INPUT ::
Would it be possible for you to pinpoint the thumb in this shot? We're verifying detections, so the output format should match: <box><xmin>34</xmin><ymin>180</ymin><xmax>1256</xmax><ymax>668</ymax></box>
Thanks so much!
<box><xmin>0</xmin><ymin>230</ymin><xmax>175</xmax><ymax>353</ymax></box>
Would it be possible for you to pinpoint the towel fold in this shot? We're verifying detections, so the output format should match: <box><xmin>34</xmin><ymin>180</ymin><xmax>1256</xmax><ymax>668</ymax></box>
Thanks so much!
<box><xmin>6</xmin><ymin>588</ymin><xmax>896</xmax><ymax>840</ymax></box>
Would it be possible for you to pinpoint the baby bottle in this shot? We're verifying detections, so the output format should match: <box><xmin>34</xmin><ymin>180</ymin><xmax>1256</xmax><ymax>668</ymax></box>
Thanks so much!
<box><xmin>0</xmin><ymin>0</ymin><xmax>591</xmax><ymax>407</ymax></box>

TASK :: Rewrite the records above with every "pinpoint" changed to "locate" and nothing else altered.

EXERCISE OUTPUT ::
Would it be possible for you to locate the thumb in this shot? We're verifying detections, so the output format should match: <box><xmin>34</xmin><ymin>180</ymin><xmax>1256</xmax><ymax>668</ymax></box>
Thanks so much!
<box><xmin>0</xmin><ymin>230</ymin><xmax>175</xmax><ymax>353</ymax></box>
Would it be possible for you to locate the towel fold in this shot? We're verifying detections, so the output format should match: <box><xmin>34</xmin><ymin>180</ymin><xmax>1256</xmax><ymax>668</ymax></box>
Thanks so much!
<box><xmin>6</xmin><ymin>588</ymin><xmax>896</xmax><ymax>840</ymax></box>
Would it be possible for you to locate the baby bottle in this shot? We're verifying detections, so the output format should match: <box><xmin>34</xmin><ymin>180</ymin><xmax>1256</xmax><ymax>668</ymax></box>
Thanks so much!
<box><xmin>0</xmin><ymin>0</ymin><xmax>591</xmax><ymax>407</ymax></box>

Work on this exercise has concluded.